**Stored records**
::::::::::
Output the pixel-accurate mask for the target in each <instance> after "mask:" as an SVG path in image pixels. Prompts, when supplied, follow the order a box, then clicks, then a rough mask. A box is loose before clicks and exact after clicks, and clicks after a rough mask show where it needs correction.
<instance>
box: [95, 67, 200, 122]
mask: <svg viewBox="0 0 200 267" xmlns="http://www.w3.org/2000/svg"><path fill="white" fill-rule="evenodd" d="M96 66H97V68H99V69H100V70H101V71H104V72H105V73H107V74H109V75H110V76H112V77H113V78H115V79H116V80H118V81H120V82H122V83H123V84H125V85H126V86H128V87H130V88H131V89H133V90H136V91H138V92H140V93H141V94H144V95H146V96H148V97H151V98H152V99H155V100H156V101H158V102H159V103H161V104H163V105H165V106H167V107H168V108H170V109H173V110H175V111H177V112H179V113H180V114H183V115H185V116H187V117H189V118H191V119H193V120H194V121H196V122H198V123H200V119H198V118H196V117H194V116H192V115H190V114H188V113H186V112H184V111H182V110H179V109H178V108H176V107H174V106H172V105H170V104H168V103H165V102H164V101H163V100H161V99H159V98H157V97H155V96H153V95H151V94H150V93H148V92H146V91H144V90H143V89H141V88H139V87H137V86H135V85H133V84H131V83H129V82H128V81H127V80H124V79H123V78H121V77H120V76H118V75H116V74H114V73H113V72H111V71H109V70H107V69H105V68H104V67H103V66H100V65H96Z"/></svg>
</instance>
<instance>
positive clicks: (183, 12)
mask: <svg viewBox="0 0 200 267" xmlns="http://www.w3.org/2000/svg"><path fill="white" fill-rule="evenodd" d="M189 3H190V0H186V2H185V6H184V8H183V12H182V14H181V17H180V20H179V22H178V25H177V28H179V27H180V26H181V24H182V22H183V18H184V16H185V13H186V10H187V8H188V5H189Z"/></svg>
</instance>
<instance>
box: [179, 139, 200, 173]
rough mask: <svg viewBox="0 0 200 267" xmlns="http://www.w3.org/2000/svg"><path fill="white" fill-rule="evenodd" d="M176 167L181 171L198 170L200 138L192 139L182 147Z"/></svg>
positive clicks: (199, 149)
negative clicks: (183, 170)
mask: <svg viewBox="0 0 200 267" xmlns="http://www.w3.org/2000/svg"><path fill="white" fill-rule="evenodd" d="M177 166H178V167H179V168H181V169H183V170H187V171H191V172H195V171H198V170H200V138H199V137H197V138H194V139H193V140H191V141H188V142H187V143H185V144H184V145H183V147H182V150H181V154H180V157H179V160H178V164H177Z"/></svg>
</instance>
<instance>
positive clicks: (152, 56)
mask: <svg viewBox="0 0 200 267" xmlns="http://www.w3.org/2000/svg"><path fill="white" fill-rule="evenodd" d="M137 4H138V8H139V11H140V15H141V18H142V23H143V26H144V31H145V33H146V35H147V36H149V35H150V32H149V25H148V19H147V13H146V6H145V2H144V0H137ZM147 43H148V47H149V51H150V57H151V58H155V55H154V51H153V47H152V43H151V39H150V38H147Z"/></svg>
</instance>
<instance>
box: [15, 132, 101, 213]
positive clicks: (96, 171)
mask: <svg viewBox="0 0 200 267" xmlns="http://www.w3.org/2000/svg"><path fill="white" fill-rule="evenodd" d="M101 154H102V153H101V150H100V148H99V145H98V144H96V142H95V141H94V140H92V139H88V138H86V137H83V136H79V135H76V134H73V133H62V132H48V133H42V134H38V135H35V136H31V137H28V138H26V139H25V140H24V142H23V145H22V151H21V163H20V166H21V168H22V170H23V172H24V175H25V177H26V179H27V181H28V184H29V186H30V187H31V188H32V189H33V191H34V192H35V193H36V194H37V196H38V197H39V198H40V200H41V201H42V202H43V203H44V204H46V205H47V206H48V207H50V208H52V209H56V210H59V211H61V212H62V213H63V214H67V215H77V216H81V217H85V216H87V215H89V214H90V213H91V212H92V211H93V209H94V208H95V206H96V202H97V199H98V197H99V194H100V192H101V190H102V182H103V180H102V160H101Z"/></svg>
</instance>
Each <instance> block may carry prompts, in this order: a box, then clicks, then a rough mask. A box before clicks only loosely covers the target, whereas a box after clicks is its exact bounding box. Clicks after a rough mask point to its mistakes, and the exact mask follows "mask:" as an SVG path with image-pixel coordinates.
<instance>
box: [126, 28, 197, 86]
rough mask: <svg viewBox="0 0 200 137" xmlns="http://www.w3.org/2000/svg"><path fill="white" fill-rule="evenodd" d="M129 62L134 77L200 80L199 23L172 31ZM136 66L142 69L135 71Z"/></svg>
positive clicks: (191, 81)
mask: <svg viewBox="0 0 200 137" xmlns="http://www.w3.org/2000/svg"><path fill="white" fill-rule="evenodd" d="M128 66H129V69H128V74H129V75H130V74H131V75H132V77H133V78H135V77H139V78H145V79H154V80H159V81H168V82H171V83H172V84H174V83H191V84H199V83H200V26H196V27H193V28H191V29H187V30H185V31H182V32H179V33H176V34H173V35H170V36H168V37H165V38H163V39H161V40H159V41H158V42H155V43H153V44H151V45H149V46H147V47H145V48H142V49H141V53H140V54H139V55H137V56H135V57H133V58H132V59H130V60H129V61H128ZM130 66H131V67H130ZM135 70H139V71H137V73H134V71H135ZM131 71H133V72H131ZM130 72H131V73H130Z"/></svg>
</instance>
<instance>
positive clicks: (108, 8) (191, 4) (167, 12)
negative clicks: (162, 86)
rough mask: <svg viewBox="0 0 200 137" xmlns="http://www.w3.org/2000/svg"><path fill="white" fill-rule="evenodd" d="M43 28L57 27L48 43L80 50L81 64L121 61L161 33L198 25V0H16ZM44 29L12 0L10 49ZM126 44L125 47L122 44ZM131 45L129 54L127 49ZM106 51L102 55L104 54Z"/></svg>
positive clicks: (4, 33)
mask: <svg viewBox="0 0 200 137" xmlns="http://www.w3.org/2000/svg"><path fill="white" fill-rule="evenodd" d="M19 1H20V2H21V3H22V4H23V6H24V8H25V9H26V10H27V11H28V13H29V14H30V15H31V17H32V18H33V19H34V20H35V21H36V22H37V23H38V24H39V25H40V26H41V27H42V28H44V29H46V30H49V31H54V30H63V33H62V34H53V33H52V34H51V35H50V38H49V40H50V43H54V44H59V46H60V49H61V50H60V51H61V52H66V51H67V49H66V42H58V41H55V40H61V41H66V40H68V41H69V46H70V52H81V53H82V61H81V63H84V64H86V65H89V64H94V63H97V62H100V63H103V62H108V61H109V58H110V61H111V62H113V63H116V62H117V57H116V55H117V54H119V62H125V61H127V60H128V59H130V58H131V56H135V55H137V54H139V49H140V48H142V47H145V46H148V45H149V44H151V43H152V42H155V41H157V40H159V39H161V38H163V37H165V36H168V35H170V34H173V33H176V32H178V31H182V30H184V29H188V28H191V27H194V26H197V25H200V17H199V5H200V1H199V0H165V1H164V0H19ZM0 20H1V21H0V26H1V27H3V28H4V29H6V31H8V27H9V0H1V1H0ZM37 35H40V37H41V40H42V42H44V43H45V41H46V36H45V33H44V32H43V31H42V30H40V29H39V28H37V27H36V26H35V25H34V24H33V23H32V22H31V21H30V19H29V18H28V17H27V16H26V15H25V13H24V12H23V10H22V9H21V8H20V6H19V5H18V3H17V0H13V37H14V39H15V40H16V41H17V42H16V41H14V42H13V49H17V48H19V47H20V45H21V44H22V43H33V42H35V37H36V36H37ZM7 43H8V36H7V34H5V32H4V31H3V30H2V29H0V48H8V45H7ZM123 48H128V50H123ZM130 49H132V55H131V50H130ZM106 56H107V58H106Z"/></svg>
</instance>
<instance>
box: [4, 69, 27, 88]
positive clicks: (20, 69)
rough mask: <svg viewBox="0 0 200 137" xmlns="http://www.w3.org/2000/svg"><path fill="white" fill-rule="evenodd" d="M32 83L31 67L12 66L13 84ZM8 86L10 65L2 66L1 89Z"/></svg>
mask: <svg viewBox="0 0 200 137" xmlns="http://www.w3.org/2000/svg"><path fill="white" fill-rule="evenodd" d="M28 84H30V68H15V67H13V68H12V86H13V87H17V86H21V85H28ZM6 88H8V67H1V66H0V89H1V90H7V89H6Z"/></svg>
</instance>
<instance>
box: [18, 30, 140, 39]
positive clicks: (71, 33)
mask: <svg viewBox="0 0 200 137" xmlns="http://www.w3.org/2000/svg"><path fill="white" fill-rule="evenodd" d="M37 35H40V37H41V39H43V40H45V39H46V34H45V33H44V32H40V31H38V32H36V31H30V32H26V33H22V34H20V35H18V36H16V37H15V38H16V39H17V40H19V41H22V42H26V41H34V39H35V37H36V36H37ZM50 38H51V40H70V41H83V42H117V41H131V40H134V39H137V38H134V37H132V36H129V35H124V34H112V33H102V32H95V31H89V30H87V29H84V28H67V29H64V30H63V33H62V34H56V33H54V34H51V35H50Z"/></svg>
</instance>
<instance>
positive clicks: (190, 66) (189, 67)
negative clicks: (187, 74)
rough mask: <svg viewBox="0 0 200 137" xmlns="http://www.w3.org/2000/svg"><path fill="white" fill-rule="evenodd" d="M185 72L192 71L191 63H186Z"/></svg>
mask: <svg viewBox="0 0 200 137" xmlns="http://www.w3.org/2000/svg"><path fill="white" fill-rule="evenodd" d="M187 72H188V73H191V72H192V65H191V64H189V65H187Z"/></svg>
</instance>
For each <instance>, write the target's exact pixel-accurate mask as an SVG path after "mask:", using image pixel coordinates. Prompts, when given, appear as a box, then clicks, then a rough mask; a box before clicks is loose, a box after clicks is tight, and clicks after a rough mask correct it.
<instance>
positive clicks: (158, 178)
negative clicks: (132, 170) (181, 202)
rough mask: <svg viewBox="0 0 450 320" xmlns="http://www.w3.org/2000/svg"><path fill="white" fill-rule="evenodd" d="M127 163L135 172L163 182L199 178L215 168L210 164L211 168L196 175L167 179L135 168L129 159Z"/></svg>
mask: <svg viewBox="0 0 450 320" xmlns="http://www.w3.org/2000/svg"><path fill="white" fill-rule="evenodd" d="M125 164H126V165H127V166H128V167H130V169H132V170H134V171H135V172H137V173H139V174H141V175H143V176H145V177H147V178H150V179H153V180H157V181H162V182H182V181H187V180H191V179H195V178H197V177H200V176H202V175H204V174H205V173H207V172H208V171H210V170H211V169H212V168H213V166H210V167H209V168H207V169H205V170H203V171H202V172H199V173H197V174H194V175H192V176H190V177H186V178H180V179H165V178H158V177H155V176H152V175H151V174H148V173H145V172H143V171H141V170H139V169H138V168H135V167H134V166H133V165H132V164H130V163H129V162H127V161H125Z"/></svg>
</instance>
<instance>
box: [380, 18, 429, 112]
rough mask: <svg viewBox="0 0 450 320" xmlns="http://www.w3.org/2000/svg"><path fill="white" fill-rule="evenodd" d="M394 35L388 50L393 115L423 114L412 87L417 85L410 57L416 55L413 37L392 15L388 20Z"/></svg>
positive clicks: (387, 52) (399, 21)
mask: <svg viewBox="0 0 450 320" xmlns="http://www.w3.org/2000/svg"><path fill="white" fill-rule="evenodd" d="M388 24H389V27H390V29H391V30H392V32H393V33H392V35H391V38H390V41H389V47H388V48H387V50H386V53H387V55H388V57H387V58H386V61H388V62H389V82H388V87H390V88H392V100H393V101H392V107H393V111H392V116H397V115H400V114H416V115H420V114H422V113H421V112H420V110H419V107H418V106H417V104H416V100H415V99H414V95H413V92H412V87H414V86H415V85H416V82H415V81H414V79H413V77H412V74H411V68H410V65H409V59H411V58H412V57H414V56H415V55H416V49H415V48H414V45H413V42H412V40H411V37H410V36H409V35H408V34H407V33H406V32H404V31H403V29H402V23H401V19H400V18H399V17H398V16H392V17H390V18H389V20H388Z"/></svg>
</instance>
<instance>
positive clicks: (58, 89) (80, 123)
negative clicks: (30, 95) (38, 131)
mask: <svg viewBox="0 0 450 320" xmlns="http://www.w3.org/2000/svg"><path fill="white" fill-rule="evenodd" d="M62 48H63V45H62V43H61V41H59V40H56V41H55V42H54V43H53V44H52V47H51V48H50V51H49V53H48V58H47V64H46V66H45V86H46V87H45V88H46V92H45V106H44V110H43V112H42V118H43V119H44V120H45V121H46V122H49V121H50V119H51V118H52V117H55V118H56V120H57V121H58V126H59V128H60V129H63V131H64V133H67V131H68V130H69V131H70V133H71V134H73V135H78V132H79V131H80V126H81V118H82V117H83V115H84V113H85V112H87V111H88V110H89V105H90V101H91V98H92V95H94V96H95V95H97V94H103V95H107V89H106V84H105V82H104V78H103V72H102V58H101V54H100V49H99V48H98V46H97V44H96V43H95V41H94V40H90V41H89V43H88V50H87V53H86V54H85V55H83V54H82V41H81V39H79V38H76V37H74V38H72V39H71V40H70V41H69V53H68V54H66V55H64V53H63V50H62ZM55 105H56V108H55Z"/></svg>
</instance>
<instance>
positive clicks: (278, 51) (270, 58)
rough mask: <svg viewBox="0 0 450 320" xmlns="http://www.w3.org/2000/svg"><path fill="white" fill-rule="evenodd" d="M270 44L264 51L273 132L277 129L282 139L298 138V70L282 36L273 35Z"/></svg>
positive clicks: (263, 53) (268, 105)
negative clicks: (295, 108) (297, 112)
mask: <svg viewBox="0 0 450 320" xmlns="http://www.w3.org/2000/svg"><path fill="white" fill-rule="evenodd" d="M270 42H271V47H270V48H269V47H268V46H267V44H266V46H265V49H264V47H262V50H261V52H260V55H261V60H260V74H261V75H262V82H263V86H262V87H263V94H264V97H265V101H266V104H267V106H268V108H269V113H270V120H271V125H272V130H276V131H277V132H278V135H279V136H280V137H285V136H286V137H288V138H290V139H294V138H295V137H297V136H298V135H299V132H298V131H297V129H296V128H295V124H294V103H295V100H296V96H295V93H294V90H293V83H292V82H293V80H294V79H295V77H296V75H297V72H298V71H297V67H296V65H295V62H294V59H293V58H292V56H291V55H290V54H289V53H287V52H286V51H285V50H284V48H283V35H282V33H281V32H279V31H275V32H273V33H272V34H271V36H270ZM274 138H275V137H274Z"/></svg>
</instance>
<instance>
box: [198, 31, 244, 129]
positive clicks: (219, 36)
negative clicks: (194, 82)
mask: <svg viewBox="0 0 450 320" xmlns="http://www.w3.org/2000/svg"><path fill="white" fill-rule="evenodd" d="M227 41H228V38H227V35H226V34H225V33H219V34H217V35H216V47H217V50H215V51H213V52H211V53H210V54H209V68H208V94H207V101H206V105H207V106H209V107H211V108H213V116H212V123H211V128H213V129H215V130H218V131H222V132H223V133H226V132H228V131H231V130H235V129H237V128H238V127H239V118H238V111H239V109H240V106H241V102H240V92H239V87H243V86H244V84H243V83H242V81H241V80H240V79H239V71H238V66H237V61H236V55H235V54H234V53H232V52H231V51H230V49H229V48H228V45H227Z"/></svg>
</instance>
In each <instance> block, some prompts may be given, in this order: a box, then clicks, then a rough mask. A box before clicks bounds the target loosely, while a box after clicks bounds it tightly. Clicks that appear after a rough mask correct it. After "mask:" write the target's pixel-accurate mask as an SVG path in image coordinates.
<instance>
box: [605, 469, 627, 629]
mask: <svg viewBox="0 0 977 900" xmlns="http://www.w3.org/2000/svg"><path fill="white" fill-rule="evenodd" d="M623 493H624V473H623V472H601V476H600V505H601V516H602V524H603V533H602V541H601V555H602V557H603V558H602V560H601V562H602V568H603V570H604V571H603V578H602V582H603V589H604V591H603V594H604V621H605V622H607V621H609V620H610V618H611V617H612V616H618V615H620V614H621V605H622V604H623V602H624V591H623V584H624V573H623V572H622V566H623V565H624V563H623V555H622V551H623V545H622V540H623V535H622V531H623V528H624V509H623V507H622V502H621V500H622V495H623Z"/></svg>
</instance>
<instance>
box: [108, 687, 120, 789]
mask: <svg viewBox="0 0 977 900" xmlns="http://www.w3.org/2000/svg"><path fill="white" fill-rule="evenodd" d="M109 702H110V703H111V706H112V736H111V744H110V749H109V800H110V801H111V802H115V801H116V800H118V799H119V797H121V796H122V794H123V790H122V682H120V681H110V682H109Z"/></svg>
::::::::::
**WHAT THE TASK REQUIRES**
Where does the word "loosely" occur in the records? Return every line that holds it.

**TASK RESPONSE**
Each <instance> block may carry prompts, in this order: a box, then clicks, then a rough mask. A box before clicks only loosely covers the target, whereas a box after clicks is its exact bounding box. Clicks after a rough mask point to its mistakes, and the exact mask follows "mask:" as an SVG path with image-pixel coordinates.
In each <instance> block, some prompts may be given, in this order: a box, then clicks, then a rough mask. A box before clicks bounds the target loosely, while a box after clicks bounds it tightly. Clicks that appear after a rough mask correct it. After "mask:" write the target's pixel-accurate mask as an SVG path in image coordinates.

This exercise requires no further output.